#### Supplied entries

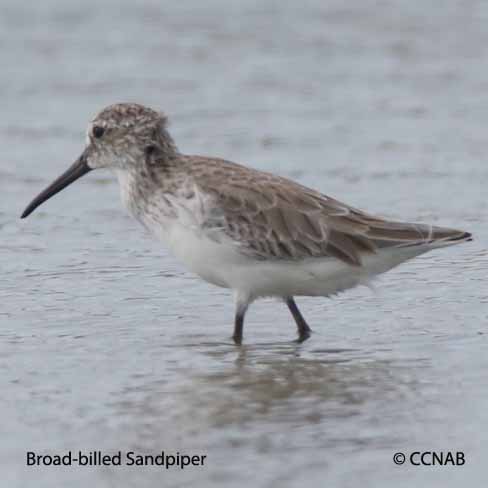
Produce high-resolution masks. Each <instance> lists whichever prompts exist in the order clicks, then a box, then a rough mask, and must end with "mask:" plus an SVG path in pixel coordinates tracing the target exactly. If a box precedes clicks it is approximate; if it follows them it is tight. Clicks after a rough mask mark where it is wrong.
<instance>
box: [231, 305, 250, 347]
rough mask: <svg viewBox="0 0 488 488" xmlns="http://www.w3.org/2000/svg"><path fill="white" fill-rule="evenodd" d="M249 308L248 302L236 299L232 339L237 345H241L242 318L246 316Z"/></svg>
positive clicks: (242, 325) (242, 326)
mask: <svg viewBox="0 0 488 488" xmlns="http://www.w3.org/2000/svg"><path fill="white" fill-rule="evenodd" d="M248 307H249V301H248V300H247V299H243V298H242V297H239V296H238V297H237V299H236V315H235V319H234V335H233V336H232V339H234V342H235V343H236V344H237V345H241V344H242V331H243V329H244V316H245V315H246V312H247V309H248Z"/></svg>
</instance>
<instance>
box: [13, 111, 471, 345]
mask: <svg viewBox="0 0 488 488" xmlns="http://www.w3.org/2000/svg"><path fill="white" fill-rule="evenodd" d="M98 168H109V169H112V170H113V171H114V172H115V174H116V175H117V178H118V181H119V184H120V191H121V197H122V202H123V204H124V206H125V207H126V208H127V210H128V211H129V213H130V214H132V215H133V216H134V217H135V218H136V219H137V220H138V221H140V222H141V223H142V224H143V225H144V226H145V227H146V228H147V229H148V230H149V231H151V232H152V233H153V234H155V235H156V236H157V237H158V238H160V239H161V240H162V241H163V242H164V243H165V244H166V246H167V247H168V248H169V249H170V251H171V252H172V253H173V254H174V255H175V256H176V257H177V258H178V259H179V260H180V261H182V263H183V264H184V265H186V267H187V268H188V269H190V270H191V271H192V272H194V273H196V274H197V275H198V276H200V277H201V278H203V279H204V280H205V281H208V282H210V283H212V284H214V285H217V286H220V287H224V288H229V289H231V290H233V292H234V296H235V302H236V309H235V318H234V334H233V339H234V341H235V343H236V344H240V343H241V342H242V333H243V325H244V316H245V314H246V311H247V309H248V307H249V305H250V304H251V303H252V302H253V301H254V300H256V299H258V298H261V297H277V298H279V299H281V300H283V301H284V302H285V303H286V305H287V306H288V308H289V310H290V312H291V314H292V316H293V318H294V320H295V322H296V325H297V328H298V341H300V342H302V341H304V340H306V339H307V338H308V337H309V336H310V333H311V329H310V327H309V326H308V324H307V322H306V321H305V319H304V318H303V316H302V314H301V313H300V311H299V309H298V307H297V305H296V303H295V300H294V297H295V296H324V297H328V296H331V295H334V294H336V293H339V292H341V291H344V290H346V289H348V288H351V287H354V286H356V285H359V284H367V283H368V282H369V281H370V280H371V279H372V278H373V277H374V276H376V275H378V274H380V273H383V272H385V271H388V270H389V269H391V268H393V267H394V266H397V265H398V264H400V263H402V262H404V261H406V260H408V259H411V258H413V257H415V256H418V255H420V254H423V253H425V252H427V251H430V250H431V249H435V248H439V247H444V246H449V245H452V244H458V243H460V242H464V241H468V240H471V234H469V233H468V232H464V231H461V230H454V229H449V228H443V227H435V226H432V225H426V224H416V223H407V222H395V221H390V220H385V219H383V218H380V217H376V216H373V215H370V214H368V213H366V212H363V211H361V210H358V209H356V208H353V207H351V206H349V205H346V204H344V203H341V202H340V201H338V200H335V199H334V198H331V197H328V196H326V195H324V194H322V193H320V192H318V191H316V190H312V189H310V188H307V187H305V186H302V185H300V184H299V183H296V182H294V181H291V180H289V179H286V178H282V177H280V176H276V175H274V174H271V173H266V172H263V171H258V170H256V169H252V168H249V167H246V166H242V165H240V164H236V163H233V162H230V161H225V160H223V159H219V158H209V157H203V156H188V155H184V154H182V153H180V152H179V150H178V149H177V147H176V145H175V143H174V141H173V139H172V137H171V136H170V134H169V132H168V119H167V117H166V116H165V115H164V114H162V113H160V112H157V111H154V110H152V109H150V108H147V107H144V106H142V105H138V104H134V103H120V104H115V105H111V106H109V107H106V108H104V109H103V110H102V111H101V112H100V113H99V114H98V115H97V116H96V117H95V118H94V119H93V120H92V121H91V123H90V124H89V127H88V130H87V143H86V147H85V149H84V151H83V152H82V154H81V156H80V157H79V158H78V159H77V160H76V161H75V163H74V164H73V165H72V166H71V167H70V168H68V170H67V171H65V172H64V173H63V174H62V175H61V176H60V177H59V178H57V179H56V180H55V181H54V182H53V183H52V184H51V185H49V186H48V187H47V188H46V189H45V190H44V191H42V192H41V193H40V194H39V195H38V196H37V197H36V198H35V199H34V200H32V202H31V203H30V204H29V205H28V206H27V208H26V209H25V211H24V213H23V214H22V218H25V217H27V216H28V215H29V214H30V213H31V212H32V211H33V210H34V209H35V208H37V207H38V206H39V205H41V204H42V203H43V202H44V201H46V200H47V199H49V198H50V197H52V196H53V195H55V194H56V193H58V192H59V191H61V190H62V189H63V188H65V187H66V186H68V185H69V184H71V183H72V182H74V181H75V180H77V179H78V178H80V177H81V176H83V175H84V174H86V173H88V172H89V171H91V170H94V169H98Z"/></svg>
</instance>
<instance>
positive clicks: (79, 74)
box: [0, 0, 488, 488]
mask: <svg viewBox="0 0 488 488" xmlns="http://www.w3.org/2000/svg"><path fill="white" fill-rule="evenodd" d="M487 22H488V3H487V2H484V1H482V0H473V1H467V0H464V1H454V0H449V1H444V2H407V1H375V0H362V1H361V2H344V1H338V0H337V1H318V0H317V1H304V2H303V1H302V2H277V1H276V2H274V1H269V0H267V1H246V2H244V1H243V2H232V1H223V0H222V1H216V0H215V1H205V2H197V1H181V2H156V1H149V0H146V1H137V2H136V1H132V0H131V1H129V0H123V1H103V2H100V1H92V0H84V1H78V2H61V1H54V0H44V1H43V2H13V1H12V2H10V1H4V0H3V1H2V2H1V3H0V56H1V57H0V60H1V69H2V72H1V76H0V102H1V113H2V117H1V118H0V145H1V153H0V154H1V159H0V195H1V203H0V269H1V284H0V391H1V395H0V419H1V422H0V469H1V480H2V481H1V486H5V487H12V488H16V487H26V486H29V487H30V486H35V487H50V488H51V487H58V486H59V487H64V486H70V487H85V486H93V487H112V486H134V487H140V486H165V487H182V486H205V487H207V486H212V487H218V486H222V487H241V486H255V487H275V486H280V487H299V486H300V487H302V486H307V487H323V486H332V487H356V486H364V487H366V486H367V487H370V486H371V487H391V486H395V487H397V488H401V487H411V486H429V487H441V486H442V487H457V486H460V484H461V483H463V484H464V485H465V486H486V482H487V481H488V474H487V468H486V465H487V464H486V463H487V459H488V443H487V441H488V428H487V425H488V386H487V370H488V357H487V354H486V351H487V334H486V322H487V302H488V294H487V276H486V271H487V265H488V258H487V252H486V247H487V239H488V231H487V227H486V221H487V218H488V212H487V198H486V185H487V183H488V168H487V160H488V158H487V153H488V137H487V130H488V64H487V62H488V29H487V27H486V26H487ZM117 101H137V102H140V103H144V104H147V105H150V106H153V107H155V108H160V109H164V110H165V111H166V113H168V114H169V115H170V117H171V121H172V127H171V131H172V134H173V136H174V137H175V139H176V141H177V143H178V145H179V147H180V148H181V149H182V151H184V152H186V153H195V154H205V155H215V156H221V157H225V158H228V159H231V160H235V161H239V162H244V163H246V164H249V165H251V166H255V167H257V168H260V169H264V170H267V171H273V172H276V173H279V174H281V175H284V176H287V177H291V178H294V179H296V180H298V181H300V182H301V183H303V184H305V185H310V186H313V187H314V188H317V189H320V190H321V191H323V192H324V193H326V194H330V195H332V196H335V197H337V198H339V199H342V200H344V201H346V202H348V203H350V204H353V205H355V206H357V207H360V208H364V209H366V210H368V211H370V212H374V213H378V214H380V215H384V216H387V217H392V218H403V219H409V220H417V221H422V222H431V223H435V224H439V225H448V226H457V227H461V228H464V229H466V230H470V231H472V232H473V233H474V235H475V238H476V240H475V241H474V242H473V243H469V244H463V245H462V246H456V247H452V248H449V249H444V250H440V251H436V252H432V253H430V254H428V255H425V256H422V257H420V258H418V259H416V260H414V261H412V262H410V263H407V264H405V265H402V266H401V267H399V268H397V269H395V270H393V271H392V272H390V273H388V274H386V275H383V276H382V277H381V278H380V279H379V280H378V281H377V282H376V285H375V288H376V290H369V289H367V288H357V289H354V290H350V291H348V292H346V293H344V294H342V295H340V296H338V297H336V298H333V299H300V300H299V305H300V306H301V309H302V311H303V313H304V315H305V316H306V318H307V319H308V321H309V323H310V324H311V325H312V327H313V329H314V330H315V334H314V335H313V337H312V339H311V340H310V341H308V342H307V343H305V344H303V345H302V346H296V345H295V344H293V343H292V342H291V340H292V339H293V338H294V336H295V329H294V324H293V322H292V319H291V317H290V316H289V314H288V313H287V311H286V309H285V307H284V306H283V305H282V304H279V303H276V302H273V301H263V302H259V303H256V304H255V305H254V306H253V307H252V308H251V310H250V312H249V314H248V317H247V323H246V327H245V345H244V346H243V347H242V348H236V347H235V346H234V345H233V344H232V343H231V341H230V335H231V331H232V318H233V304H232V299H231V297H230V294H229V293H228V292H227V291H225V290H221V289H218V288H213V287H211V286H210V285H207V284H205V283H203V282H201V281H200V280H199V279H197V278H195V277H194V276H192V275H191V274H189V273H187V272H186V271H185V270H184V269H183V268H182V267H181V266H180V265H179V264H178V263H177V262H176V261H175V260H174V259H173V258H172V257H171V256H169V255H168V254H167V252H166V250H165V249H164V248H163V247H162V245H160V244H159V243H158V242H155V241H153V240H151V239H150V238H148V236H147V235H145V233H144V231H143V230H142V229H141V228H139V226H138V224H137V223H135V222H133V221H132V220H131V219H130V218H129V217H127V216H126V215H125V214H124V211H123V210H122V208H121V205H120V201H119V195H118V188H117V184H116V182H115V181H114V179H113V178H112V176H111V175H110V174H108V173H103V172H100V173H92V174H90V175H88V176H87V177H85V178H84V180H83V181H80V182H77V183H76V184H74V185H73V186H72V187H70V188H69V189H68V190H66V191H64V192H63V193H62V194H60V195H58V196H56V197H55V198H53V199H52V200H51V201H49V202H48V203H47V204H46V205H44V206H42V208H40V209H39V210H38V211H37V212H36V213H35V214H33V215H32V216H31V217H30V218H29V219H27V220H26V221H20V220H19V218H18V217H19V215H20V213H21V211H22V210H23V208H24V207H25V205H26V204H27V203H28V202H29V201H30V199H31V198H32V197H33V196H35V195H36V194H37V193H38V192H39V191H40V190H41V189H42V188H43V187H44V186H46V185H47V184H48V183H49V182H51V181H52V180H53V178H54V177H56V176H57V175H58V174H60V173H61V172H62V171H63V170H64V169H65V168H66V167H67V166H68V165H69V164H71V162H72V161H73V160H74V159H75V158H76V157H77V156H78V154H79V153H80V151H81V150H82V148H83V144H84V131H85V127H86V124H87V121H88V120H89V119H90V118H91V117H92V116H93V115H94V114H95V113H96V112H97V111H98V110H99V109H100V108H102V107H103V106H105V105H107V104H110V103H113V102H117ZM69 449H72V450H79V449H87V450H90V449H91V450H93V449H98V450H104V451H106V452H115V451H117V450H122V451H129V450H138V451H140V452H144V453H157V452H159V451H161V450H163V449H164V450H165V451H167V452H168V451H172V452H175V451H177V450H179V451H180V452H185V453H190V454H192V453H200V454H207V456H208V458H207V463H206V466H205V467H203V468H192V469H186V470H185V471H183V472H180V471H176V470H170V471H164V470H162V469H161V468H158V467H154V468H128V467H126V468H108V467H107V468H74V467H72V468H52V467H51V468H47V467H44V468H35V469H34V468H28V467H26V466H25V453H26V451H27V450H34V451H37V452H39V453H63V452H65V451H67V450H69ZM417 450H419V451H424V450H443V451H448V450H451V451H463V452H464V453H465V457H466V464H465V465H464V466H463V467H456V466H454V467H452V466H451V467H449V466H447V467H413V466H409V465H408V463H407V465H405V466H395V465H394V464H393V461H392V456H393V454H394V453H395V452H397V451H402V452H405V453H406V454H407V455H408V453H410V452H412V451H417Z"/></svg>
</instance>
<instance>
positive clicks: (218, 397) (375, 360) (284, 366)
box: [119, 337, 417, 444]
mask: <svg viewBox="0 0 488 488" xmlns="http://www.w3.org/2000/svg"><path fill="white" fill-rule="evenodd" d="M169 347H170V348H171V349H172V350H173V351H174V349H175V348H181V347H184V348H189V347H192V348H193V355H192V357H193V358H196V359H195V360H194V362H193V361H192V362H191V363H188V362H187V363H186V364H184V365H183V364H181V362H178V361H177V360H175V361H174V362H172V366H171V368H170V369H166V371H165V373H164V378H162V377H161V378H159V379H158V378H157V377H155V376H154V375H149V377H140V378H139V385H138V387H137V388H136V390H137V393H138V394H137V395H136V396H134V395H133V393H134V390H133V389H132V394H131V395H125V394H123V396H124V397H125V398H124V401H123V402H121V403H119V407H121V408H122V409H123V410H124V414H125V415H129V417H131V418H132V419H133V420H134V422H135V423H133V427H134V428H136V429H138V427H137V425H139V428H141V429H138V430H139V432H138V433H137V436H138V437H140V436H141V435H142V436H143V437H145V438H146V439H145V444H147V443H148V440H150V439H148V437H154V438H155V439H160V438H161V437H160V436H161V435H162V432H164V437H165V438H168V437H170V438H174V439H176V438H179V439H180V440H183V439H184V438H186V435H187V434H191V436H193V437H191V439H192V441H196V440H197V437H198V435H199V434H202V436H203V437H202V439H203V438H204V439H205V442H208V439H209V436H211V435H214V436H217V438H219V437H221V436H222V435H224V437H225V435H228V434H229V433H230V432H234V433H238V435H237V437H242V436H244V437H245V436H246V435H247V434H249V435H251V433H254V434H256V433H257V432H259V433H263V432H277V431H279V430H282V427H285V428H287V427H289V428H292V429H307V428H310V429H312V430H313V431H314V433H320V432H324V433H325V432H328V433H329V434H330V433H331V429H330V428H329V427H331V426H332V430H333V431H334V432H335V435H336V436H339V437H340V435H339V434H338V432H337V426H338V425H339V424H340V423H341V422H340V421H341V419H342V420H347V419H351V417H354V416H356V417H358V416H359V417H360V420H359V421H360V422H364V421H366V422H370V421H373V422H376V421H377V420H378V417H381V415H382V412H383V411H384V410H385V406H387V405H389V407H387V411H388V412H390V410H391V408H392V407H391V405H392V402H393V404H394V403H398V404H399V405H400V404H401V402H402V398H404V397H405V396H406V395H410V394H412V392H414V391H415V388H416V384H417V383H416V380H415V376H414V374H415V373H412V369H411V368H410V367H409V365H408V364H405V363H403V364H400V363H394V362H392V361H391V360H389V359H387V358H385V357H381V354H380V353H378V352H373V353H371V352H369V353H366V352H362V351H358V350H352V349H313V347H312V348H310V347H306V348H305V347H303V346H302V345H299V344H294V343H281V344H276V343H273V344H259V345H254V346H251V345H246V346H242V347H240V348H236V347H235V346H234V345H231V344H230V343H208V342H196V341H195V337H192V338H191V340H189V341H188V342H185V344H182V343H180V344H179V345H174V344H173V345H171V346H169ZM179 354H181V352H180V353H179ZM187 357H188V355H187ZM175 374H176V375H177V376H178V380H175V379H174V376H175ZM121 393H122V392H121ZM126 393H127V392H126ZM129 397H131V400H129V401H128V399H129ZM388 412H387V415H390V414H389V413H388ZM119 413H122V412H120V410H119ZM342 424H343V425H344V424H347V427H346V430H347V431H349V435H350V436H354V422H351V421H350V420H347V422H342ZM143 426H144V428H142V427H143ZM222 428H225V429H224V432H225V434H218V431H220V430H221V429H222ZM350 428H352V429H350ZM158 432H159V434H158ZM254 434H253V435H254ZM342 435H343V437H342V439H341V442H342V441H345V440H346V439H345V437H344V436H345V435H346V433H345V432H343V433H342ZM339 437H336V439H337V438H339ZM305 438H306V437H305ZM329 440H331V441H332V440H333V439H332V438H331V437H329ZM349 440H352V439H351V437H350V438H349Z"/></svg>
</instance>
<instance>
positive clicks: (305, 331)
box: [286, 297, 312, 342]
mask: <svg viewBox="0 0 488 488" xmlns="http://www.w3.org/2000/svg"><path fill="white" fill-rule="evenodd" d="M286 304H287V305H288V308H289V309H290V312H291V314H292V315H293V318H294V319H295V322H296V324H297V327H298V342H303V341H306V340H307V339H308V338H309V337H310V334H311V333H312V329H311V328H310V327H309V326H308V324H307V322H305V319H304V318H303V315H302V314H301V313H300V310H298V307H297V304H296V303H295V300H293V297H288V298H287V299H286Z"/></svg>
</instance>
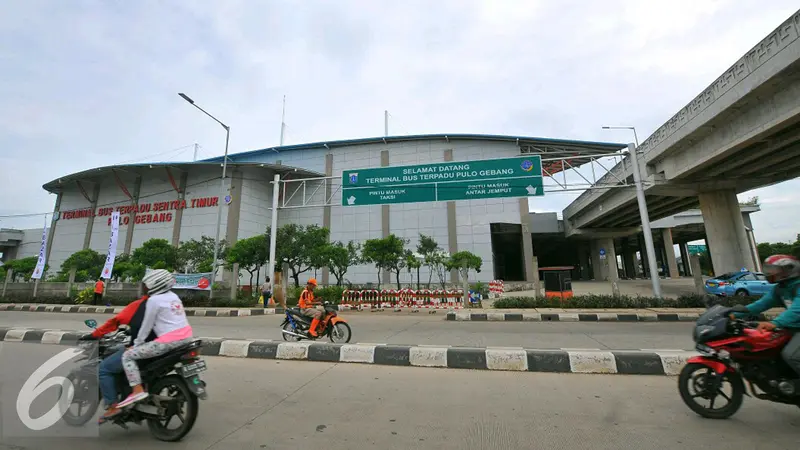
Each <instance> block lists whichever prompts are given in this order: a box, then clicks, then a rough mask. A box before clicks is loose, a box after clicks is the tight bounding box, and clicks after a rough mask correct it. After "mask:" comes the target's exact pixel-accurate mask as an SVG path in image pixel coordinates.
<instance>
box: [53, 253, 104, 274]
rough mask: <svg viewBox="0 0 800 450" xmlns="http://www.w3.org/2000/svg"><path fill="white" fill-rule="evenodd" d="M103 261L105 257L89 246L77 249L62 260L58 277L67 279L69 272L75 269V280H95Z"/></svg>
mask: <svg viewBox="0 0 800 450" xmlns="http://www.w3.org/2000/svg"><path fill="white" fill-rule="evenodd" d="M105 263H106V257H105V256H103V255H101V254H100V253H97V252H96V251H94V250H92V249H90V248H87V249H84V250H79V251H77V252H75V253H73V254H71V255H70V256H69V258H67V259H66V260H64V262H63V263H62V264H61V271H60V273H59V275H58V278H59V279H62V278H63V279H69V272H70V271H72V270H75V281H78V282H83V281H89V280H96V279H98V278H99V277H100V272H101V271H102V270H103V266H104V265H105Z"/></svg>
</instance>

########

_Description of the task_
Supply the count of lines in the entries that contain the word "then", and nothing besides.

_Expected output_
2